I thank the Chairman and members of the committee for the invitation to participate in this discussion. Ms Ní Sheaghda and Ms Clyne have eloquently pointed out that capacity is not just about beds, it is about people, including highly skilled professionals across all the medical and nursing disciplines that we need. It is clear that the health system lacks that capacity and has done for some time. The Irish Hospital Consultants Association, IHCA, represents 3,200 hospital consultants practising in acute hospital and mental health services, or approximately 95% of the total.
My remarks will mostly focus on the reasons consultant posts cannot be filled. Ms Clyne pointedly observed that these are not new reasons. They have been known and pointed out for many years. One of the greatest deficits is around listening. Some people will not listen, particularly to craft representatives. Too often, the offering from the employers' side is a one-size-fits-all, take it or leave it approach. If the employers' side were to listen carefully and implement what well-meaning and informed professionals from all of the groups represented here today were saying, we would not be in the current position.
As all present are aware, there is a severe shortage of hospital consultants. As Ms Clyne stated, there are 500 unfulfilled posts. Government reports have outlined an additional 2,000 posts are needed. The result of that shortage is very damaging for patients. Waiting lists for hospital care have ballooned in recent years, particularly since the 2012 decision. I entirely agree with Ms Clyne that that decision was politically motivated and exceptionally damaging. If the committee wishes to know why there are not enough consultants, it is as a result of policy decisions that were not evidence based or done in a collaborative way but, rather, imposed unilaterally. The decisions were foolish, absolutely counter-productive and costly. On every level, it was a gross error. What worries me is that the errors and political thinking that led to that decision persist and we will probably not fix the problem unless we change the culture and thinking around how we fill those vacancies.

# [Data under study]
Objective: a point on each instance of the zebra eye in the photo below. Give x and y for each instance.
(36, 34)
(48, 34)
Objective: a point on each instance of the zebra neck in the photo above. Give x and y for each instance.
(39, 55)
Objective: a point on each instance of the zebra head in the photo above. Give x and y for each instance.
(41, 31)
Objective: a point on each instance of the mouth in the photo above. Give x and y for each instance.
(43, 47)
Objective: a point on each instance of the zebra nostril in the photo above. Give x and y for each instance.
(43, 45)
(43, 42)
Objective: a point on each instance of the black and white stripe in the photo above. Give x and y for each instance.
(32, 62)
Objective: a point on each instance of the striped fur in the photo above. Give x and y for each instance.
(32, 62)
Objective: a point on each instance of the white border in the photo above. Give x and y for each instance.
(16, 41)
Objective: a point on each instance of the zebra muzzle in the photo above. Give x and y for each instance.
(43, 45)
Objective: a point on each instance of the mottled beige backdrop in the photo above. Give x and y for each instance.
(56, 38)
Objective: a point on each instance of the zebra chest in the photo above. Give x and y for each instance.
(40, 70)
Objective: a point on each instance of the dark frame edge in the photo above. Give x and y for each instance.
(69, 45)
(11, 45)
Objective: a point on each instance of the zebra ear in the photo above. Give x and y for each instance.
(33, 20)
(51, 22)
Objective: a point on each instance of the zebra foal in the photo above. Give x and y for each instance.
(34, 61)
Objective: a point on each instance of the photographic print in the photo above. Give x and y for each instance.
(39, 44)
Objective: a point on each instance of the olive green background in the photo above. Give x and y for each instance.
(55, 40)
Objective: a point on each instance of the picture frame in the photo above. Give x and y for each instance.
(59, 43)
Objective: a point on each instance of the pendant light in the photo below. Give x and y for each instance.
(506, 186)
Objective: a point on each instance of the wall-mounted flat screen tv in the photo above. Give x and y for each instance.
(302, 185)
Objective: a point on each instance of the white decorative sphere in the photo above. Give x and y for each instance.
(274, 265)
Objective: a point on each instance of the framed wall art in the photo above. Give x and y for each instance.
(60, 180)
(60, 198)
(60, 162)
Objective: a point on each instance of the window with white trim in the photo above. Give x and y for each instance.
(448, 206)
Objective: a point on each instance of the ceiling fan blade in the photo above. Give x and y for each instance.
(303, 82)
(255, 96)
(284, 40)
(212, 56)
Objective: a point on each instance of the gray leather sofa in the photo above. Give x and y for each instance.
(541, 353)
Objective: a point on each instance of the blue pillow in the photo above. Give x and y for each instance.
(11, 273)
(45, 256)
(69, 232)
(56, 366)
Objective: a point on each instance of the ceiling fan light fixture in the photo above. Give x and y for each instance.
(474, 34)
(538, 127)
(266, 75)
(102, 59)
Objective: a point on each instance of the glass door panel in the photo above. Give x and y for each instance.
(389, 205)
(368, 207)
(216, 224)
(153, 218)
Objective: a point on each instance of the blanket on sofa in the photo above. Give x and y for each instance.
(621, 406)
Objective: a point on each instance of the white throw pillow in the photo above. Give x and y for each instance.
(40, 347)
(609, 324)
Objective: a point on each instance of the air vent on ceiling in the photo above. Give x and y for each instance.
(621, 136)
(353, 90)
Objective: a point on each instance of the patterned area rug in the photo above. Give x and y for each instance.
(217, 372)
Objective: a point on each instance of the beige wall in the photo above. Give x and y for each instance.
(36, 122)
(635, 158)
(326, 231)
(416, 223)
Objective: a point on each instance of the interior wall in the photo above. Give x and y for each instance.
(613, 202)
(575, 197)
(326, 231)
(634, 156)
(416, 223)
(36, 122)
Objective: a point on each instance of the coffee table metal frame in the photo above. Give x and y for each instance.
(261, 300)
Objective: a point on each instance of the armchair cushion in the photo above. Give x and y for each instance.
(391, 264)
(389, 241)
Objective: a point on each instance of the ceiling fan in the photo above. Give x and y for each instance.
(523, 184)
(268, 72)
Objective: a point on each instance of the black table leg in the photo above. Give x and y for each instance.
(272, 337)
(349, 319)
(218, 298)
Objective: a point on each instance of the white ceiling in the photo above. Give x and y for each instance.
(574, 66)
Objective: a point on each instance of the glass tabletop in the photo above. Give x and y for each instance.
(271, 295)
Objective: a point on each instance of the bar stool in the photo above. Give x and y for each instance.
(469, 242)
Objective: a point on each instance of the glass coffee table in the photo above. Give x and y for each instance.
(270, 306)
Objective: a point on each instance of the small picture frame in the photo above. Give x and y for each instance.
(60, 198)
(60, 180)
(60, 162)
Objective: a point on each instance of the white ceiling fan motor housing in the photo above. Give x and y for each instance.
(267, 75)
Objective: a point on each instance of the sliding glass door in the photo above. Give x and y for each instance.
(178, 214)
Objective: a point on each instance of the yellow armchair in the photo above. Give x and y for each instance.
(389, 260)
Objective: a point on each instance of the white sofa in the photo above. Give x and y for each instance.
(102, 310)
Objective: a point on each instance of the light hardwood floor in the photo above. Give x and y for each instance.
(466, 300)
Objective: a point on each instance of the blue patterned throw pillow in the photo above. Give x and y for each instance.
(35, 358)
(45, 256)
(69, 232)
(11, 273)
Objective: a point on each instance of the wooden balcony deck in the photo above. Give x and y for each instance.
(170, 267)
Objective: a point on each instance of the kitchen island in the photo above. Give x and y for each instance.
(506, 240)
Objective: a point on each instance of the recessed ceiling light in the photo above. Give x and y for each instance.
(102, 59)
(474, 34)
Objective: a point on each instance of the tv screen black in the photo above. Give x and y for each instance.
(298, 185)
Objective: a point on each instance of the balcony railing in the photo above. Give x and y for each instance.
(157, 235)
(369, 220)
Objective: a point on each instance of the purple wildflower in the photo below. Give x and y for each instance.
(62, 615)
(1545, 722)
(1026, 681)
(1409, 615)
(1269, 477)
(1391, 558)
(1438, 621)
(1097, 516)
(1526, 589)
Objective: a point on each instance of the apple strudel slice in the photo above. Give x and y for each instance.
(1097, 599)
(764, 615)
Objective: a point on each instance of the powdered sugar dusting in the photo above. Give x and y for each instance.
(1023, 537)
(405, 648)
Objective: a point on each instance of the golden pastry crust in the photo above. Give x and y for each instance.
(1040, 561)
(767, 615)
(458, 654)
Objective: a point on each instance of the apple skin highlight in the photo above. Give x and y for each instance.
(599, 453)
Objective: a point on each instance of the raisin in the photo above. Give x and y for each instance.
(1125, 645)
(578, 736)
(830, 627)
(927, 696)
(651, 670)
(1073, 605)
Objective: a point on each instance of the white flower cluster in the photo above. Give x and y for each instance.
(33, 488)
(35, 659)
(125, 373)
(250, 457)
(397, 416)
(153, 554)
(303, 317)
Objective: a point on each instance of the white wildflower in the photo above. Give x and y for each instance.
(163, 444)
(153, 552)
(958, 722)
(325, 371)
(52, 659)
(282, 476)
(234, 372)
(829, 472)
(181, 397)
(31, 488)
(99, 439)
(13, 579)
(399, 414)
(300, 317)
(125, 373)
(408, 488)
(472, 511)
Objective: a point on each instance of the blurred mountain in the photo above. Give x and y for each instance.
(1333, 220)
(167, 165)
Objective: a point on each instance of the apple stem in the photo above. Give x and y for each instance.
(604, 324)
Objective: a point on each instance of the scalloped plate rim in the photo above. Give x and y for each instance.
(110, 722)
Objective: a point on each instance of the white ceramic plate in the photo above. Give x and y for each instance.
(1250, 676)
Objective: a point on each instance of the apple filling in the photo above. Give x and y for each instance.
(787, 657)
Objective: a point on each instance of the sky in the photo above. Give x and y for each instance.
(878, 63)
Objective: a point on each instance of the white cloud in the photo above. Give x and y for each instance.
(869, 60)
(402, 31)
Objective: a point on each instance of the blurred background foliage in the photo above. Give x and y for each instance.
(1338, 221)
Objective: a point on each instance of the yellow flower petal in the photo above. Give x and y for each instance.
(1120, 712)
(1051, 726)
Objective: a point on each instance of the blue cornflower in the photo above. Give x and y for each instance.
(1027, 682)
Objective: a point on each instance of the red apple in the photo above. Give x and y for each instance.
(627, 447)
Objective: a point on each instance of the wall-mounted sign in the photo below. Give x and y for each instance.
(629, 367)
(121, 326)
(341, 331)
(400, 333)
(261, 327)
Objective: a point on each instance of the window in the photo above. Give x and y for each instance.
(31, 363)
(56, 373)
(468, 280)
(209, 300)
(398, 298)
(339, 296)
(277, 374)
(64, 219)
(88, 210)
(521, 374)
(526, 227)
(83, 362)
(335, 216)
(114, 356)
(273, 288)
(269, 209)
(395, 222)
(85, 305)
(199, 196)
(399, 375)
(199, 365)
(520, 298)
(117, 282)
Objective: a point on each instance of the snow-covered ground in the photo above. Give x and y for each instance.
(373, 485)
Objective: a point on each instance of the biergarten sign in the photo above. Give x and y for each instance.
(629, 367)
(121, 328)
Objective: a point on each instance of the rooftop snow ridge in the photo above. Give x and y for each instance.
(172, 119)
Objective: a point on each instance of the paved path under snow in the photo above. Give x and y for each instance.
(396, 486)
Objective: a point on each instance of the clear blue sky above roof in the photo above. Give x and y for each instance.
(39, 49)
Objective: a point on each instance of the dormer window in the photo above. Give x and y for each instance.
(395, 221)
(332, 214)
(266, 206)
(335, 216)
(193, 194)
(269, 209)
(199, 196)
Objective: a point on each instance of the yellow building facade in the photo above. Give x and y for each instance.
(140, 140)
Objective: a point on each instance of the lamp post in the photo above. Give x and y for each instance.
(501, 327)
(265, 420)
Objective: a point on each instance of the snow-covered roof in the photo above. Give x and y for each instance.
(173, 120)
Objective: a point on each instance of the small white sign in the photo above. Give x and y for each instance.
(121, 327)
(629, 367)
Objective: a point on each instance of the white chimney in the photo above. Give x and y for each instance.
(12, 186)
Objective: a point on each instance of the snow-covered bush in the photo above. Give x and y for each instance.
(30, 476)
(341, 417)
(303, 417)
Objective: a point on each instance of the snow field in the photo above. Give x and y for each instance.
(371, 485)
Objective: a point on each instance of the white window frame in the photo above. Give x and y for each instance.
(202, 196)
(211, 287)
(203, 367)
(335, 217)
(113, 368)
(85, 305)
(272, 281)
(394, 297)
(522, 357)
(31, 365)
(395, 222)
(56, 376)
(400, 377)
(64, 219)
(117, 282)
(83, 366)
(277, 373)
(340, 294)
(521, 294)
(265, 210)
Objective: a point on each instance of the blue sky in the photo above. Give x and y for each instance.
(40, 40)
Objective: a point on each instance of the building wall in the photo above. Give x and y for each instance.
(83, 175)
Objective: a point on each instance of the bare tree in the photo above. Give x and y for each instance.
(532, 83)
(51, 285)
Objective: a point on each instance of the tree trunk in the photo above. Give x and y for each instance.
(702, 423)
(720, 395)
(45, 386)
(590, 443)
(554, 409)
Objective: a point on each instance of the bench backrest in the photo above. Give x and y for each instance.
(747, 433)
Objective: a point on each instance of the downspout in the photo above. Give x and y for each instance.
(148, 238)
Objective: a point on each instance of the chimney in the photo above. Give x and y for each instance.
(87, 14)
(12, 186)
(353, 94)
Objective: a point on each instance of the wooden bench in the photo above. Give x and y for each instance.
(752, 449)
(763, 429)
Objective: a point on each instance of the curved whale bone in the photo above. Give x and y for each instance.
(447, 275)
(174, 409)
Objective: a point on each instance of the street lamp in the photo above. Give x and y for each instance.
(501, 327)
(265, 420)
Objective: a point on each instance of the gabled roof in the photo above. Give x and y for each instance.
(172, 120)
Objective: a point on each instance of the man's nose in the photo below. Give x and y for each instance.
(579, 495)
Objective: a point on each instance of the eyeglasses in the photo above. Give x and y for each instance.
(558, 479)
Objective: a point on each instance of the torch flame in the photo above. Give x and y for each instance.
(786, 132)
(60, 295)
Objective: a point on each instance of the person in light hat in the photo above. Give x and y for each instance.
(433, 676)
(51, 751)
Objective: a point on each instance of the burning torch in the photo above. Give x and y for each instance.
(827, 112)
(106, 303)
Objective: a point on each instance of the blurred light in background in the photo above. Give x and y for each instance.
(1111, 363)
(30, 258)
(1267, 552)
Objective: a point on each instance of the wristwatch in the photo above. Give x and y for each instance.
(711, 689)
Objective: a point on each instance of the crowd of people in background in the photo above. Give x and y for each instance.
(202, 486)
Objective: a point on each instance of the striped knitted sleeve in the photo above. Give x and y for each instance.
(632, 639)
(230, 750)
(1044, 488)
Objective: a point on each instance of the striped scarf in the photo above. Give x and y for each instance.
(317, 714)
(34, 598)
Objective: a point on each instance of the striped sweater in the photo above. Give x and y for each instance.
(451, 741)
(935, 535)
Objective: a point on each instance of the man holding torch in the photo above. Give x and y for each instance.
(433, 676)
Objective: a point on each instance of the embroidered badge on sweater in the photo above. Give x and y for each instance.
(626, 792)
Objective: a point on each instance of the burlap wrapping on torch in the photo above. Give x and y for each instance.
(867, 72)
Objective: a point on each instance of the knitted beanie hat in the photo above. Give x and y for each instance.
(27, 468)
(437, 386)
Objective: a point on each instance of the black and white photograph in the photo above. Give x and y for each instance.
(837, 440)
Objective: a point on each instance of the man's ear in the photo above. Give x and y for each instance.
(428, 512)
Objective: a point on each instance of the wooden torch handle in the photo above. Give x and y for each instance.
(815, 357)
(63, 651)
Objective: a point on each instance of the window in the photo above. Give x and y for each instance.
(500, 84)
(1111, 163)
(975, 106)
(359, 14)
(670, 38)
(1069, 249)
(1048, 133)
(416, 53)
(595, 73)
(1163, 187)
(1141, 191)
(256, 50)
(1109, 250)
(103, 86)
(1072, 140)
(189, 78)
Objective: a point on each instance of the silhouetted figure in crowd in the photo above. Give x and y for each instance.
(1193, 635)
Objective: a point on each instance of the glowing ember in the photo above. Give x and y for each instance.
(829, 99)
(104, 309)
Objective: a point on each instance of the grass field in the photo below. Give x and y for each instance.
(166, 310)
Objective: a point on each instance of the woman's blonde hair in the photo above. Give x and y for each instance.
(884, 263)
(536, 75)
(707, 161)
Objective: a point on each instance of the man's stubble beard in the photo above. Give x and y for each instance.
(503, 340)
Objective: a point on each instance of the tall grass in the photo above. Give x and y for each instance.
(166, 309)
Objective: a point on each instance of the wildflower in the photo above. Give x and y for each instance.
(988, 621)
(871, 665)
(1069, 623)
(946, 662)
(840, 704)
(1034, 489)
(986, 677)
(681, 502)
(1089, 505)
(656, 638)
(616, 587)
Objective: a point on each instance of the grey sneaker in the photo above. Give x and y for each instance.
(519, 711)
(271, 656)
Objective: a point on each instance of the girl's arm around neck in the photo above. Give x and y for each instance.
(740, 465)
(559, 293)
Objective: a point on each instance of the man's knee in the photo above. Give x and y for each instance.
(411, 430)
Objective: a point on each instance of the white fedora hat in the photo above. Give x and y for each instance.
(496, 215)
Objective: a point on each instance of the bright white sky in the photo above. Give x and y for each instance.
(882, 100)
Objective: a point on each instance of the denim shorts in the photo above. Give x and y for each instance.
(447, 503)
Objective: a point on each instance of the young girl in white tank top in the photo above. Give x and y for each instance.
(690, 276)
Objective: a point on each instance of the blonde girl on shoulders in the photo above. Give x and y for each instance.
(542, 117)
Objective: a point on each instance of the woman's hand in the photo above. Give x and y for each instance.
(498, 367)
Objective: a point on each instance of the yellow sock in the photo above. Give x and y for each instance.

# [Questions on the material]
1: In the statement on hospital consultant shortages, please give the part that opens with the words containing "My remarks will" and closes with "the current position." again, swapping "craft representatives" for "union representatives".
2: Answer these questions from the statement on hospital consultant shortages:
(a) How many hospital consultants does the IHCA represent?
(b) How many consultant posts are unfilled?
(c) How many additional posts have Government reports said are needed?
3: Take the statement on hospital consultant shortages further, starting from where it stops.

# [Answers per task]
1:
My remarks will mostly focus on the reasons consultant posts cannot be filled. Ms Clyne pointedly observed that these are not new reasons. They have been known and pointed out for many years. One of the greatest deficits is around listening. Some people will not listen, particularly to union representatives. Too often, the offering from the employers' side is a one-size-fits-all, take it or leave it approach. If the employers' side were to listen carefully and implement what well-meaning and informed professionals from all of the groups represented here today were saying, we would not be in the current position.

2:
(a) 3,200
(b) 500
(c) 2,000

3:
The number of outpatients waiting more than 12 months is a record 250,000. There are 1 million people waiting for care in the public health service, including approximately 840,000 on lists and 190,000 waiting for diagnostics such as CTs and MRIs. More than 17,000 people are waiting more than a year for inpatient or day cases, compared with 131 awaiting such treatment in 2012 when the decisions to which I referred were made.
We have gone from 131 people waiting for over a year to 17,000. It directly ties in with a really ill-advised policy decision. One can see a clear cause and effect.
We have also had to recruit doctors who are not on the Medical Register. There are 117 of these in the HSE by the last count. That has been the result of adverse commentary in the High Court by Mr. Justice Peter Kelly and others.
What does it look like around the country? We see in Cork that approximately 35% of acute trauma cannot be listed in orthopaedics because the hospital does not have consultants to do it. In Cork and Kerry, there are the same number of ophthalmologists as there were in the late 1970s. We are all aware of the issues there with regard to people having cataract surgery. There are examples of this all around the country. The single most significant determining factor is the decisions made in 2012, which have not been corrected and continue to perpetuate these issues.
As Ms Clyne said, and we completely agree, we have the lowest number of consultants in nearly every discipline in Europe. That is a false dichotomy.
I want to specifically address our younger consultants, who are being discriminated against, as we have heard. They carried an extremely heavy burden of work in the past seven months and will have to do that in future. These are colleagues who we value greatly, and we, the health service and our people need more of them. We need to treat them properly and encourage them to work in the health service. That includes trainees in training schemes and higher specialist training, who want to be encouraged to come back. I echo Ms Clyne's point on that.
We are borrowing much money and expanding the health service at pace. We need the right people and we need to get them in rapidly and on terms they are happy to work on. We need to see clarity about how many consultant posts will be funded and how they will be filled in a short period. Some 16,000 additional staff are coming. The committee has heard from my colleagues about how difficult it might be to fill positions in their disciplines and we agree. It is the same for us.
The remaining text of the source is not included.